#### [DIRECTIONS]
Retype all of the records shown beneath this task, exactly as they stand.

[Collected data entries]
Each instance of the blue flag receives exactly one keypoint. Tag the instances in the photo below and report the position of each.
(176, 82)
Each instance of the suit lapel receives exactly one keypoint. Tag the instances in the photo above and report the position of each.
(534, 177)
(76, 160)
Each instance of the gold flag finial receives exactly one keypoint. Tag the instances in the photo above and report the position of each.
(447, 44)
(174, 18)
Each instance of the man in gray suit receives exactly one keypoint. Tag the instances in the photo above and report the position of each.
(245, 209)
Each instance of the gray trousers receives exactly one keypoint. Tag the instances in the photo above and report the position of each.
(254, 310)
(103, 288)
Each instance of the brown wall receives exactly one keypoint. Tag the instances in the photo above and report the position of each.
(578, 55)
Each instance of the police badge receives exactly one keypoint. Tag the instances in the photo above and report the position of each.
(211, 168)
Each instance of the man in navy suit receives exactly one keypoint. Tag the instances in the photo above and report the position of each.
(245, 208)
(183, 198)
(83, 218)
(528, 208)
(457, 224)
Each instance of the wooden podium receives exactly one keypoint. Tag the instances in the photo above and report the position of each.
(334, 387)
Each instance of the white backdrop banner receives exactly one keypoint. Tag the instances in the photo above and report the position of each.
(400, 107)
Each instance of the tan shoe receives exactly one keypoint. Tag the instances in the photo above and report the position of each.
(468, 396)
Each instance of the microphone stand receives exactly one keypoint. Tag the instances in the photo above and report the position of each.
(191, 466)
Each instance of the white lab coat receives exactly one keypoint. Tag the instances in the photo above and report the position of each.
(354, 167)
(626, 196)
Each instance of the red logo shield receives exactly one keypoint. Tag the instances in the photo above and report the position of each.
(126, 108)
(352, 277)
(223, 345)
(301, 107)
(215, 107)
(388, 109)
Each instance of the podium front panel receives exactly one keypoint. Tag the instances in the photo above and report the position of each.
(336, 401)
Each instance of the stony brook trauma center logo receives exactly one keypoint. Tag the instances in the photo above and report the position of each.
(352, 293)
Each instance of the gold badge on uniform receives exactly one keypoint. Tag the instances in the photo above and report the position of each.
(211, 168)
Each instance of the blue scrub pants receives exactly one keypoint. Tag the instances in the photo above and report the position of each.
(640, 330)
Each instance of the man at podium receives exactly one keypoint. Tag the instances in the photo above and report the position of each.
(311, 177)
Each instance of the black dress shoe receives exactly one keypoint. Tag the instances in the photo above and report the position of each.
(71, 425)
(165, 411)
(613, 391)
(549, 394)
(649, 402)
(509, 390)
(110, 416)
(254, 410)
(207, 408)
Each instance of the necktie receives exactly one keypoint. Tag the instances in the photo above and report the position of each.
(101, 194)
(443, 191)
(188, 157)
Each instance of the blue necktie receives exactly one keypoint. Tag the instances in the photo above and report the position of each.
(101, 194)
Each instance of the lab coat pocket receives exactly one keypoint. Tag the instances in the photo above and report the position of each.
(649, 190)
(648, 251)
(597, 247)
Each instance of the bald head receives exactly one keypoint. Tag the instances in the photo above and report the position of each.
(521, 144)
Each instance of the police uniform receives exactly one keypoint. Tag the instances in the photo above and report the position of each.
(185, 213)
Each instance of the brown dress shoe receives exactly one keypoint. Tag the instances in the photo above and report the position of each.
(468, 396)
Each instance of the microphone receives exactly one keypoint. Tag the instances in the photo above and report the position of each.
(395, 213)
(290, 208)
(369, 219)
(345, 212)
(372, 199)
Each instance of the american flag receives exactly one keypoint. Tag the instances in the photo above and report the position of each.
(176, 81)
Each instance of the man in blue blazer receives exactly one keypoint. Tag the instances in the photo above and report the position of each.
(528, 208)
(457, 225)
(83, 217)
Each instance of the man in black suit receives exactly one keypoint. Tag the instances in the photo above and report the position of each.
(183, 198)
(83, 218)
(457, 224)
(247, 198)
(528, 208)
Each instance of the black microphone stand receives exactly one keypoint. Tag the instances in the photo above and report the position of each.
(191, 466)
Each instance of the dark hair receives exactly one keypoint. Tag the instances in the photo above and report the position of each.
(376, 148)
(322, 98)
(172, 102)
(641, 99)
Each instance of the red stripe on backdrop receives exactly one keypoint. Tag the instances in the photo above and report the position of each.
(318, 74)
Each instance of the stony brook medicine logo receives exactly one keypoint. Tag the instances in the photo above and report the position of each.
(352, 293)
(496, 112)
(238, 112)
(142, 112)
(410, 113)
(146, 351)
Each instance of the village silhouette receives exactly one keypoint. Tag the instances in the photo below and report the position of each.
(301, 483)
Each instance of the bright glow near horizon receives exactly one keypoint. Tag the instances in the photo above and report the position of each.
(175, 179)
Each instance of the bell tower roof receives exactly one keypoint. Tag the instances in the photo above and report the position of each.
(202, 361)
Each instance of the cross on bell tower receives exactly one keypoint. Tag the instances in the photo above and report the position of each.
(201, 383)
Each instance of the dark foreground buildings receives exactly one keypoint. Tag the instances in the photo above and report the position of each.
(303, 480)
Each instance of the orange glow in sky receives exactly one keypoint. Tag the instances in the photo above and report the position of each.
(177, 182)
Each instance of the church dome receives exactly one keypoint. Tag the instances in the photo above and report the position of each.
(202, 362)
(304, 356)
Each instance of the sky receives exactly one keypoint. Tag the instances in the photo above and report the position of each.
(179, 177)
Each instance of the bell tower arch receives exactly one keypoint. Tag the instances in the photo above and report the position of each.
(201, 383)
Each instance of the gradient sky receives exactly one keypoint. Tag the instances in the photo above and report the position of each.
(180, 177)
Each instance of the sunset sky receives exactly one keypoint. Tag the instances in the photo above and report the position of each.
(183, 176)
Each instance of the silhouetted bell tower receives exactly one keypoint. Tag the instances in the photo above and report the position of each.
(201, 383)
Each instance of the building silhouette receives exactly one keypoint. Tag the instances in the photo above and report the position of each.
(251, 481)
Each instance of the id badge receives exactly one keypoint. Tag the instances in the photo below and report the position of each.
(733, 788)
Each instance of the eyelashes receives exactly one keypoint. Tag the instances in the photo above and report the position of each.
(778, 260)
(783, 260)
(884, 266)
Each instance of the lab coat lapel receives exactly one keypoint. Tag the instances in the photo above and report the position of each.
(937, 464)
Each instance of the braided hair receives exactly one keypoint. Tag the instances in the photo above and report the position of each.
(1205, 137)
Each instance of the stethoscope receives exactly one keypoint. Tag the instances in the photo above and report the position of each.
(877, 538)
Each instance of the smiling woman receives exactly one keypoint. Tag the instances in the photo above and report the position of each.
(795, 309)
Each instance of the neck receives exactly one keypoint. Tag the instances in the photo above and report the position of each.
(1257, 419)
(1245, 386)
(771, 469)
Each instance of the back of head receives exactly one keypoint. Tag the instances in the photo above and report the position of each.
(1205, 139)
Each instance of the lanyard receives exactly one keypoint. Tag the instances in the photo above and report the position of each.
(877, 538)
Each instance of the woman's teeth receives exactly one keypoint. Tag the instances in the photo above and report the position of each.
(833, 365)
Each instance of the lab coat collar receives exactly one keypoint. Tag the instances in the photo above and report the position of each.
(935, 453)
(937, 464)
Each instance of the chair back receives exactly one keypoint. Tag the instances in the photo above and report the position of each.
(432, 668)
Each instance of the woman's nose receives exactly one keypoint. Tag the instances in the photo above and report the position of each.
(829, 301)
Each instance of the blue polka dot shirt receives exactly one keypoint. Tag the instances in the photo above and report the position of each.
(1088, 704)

#### [TASK OUTPUT]
Each instance of the blue flag receives exactly one keypoint. Tag the instances in the photo below and report the position of each.
(176, 82)
Each instance of the suit lapel receives exactly one keypoint. Tag the instances in the photo above and report the position of each.
(534, 177)
(76, 160)
Each instance of the gold flag finial receives exactly one keypoint. Tag the instances in the photo above and report the position of each.
(447, 44)
(174, 18)
Each instance of the man in gray suit receives exactly one keypoint. Tag the instances in the photo above and report the position of each.
(245, 209)
Each instance of the gray trousers receives exactly one keypoint. Tag the instances in the photo above and report the position of each.
(254, 310)
(103, 288)
Each instance of the brown wall receives exactly one keypoint. Tag the instances in the photo above and report the position of each.
(578, 55)
Each instance of the police badge receives exactly one keypoint. Tag the instances in the photo above and report the position of each.
(211, 168)
Each instance of the man in navy suit receives exactly one keypoint. Tag the instances in the photo above and report the position of each.
(245, 208)
(183, 198)
(83, 218)
(528, 208)
(457, 224)
Each instance of the wooden podium receives exactly one keypoint. Tag the instances in the photo above and report the position of each.
(334, 387)
Each instance of the white backdrop banner receives exactly one keypoint. Tag the instances in the photo above and report the position of each.
(400, 107)
Each instance of the tan shoe receives exactly one keypoint. Tag the instances in the photo above and report the position of each.
(468, 396)
Each instance of the microphone stand receives exactly one keypoint. Tag the instances in the photo above and report the position of each.
(191, 466)
Each instance of the white lab coat receives exactly one keypoint. Tag the instances in the photo above and report the position of each.
(354, 167)
(626, 196)
Each instance of the red logo shield receives exactly one keypoint. Tag the instances in the photo above and report the position of each.
(126, 108)
(352, 277)
(223, 345)
(301, 107)
(215, 107)
(388, 109)
Each instance of the podium front panel receives exactly one keypoint. Tag the instances in the photo above and report the position of each.
(336, 401)
Each instance of the stony brook trauma center logo receives exactly one keypoint. Tag the instances in the photo above and report the position of each.
(352, 293)
Each instance of the gold badge on uniform receives exactly one keypoint. Tag the instances in the photo above and report the position of each.
(211, 168)
Each instance of the blue scrub pants receives exactly one keypoint. Tag the instances in the photo above and report the position of each.
(640, 330)
Each instance of the man at podium receives exactly one keypoint. Tag the instances in the photo above and report the position of each.
(311, 177)
Each instance of the black dress shoe receives exactly one keypoint. Tag the instances in the photo above and report the position of each.
(71, 425)
(165, 411)
(613, 391)
(549, 394)
(649, 402)
(509, 390)
(110, 416)
(254, 410)
(207, 408)
Each instance of the necktie receives exactly one keypoint. Tag the instances in the photo above and report the position of each.
(101, 194)
(443, 191)
(188, 157)
Each instance of the blue necktie receives exactly one keypoint. Tag the instances in the photo above and report the position of each.
(101, 194)
Each instance of the lab coat pocket receives exactly one keypoint. Tag the instances in the photo above and report the position of each.
(649, 190)
(648, 251)
(597, 247)
Each instance of the bald head receives exactly one keypoint. Tag the instances in the photo above and report the position of each.
(521, 144)
Each instance of the police uniform receives exactly one keypoint. Tag the instances in the photo above and report the position of each.
(185, 213)
Each instance of the brown dress shoe receives exactly one keypoint. Tag the instances in the photo above and report the position of each.
(468, 396)
Each instance of the microphone receives exactly one keypoint. Tag the instances in the photo above and report the position of each.
(395, 213)
(290, 208)
(369, 219)
(345, 212)
(372, 199)
Each instance of the american flag receives exactly one keypoint. Tag the instances in the photo above and report the position of each.
(176, 81)
Each instance of the man in blue blazer receives exactly one keypoint. Tag the instances in the photo above and report the position of each.
(528, 208)
(457, 225)
(83, 217)
Each instance of the man in black suit receives exactly one keypoint. Tag the instances in the photo above and report the position of each.
(183, 198)
(83, 218)
(457, 224)
(247, 198)
(528, 208)
Each instance of the black microphone stand receives exactly one keypoint. Tag the instances in the photo above and report the position of each.
(191, 466)
Each instance of the dark hair receives exactly one keypoint. Tag the instances in the photo above and report the position of each.
(376, 148)
(322, 98)
(172, 102)
(641, 99)
Each instance of the red stripe on backdrop receives exactly one keypoint. Tag the instances in the photo above and report the position of each.
(318, 74)
Each instance of the stony brook medicine logo receives exactly one keypoint. Tag the instances in the photo above and report the position of each.
(352, 293)
(496, 112)
(238, 112)
(142, 112)
(410, 113)
(146, 351)
Each instance of the village silhouette receives exactly one keypoint. Tag the instances in the photo below and report the position of each.
(301, 483)
Each instance of the bright glow near horizon receives exactly one keypoint. Tag the instances in the photo above and report the position of each.
(175, 179)
Each instance of the bell tower roof receives exactly one keypoint. Tag the instances in the photo above and report the position of each.
(202, 361)
Each instance of the cross on bell tower receives exactly one keypoint. Tag the instances in the photo above and report the position of each.
(201, 383)
Each instance of the dark foreground buildings receives exactly one keypoint. Tag the instances in the photo above and report the position of each.
(303, 480)
Each instance of the orange glow in sky receives exactly one keypoint. Tag the instances in the photo above and report the position of each.
(177, 182)
Each instance of the church dome receives exactly one keypoint. Tag the instances in the photo above and report the position of each.
(202, 362)
(304, 356)
Each instance of the sky receives exactly one keypoint. Tag the instances in the photo above and report the position of each.
(179, 177)
Each instance of the bell tower arch receives exactly one keypoint. Tag the instances in the photo above and report the position of each.
(201, 383)
Each instance of the gradient sky receives exactly one keypoint. Tag the instances in the photo above and report the position of each.
(180, 177)
Each instance of the sunset sky receives exactly one keypoint. Tag the instances in the photo above and report the position of each.
(183, 176)
Each instance of the silhouetted bell tower receives exactly one keypoint. Tag the instances in the photo above and report the position of each.
(201, 383)
Each instance of the building silhouette receives exactly one keypoint. Tag the instances in the photo above and report the position of each.
(251, 481)
Each instance of the id badge receives exactly one keypoint. Tag the instances in the photo below and report the position of each.
(733, 788)
Each instance of the eyelashes receives exactly one keypoint. Tag the instances in the photo above and report the position of each.
(778, 260)
(783, 260)
(884, 266)
Each instance of the lab coat lapel receives exactly one keypoint. Tag the instances in the photo above and report the position of each.
(937, 464)
Each instance of the braided hair receives exactly one keypoint. Tag the instances in the photo above and report the position of each.
(1205, 137)
Each instance of the stethoscope receives exactly one keypoint. Tag the instances in the photo above and report the position of each.
(877, 538)
Each instance of the smiling woman receives exactly one keypoint. Tag the instances in the photo above and report the position of each.
(795, 309)
Each instance of the neck receives exactly one keypoint. Tag the instances in the photo above and report the position of each.
(1257, 419)
(1245, 386)
(771, 469)
Each instance of the back of head receives exactly one keypoint. Tag the instances in the photo above and report the position of each.
(1205, 139)
Each instance of the lanyard receives exactly one keypoint. Tag the instances in the photo above and report the position of each.
(877, 538)
Each instance of the woman's teeth receives exactly one keypoint. Tag the instances in the photo above and report the position of each.
(833, 365)
Each instance of the lab coat collar receives exactly one keypoint. Tag the instances in the photo above and report the position of each.
(935, 453)
(937, 464)
Each instance of the chair back receives exactly one keypoint. Tag the instances in the photo above and report the position of each.
(432, 668)
Each instance of the woman's nose receives exactly one keypoint. Tag the instances in the photo above and report the position of each.
(829, 301)
Each instance of the blue polka dot shirt receives exactly one keypoint. Tag the instances in the photo above and report the position of each.
(1088, 704)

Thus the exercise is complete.